*WHAT TO DO*: Pick up the blog text below, which ends with a commute on the Sun Trolley, and keep writing it from its last sentence.

It isn't too often, but when it happens, I feel so out of control. It is almost as if I have been transformed back to when I was a kid because the feelings rise up inside of me like a tidal wave and the more I try to contain the feelings, the more my voice trembles, the tears well up in my eyes and I can't concentrate on the words coming out of my mouth.

I was trying to explain today that it feels like another person is taking over the control of my body and I am stuck inside watching this all take place, almost like a serious, dramatic play and all I can do is let it all come out and then I can take over once again and be myself.

Why is it that men don't normally act like this? Is it hormonal? Is it just the way females are made? Are we supposed to emote like this? i suppose we are, because once the feeling has come and gone, it is like it never happened and we move on with where we were before.

It is a release of sorts.

Perhaps that is why women, in general, live longer than men? We don't bottle it all up inside and stress our bodies as much as men might be doing.

Well, that is my thought of the day. Nothing profound, just another random thought.

Sunday, September 24, 2006

Mass Transit

I finally did it! I parked my car at the corner of Oakland Park Blvd. and 441 (there is a shopping plaza there), boarded the Sun Trolley, put on my headphones and cracked open the morning newspaper.

Instead of driving to work, I sat back and let someone else bother with the traffic. I didn't have to deal with seeking a parking space on the sixth floor of the parking garage and then walk two blocks to my office. I was dropped off on the corner of Andrews Avenue and SW 2nd Street, directly across the street from the Main Library.

Location identification items:
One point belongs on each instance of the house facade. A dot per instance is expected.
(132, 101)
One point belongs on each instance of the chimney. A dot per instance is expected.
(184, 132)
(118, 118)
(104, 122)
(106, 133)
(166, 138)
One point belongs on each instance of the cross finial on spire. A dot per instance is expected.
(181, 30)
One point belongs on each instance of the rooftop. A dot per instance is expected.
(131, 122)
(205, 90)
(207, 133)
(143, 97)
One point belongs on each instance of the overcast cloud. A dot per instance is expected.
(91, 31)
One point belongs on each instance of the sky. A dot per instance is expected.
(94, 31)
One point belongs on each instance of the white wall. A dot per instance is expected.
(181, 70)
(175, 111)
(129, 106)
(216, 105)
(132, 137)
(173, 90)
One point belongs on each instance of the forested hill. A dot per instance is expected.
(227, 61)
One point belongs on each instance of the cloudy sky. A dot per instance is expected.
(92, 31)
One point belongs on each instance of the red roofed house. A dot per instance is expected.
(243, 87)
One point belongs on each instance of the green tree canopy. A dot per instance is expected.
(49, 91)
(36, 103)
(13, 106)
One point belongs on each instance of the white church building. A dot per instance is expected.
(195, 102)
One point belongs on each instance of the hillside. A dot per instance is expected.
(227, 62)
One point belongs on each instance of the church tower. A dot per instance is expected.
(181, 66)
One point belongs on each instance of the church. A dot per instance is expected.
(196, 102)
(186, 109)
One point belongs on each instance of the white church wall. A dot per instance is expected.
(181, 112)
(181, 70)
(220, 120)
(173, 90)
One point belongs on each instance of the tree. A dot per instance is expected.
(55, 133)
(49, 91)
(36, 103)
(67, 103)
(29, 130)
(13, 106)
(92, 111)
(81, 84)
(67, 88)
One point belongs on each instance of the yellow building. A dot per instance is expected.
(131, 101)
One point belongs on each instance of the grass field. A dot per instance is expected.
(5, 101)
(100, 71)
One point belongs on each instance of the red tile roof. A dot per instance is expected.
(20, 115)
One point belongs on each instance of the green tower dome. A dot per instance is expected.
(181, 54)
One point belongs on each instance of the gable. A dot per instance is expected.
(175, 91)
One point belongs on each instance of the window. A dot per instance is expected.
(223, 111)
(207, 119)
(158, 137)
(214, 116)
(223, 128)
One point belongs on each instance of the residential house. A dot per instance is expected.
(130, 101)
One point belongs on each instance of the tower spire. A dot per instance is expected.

*OUTPUT BELOW*:
I could actually enjoy this. The BEST part??? The Sun Trolley is absolute FREE! This is a pilot program of the Downtown Fort Lauderdale Transportation Management Association in conjunction with Broward County Mass Transit. I don't know how long it will continue to be free, and I don't know how often I will choose to take the trolley to work, but for now, I like the idea of it.

Now the downside . . . The trolley has wooden benches and is not THE most comfortable ride. The five or six people on the trolley all know each other and chat really, really loud all the way to work and home (okay, not a bad thing, it is kind of sweet that they have created this warm, fuzzy commuting environment. I am just not in the mood to talk that cheerfully at 7:20 a.m.). Once at work, I don't have a car and if I needed to leave fast, I would have to depend on someone to pick me up, so I would have to plan carefully in advance so that I don't NEED my car.

But, the cool thing is that it reminds me of when Rachel and I travel to other cities, we ALWAYS use their mass transit. We like to compare the cities we visit to the mass transit that is available. We want to get into the feel of the city and the only way is to surround ourselves with REAL people. REAL people use mass transit.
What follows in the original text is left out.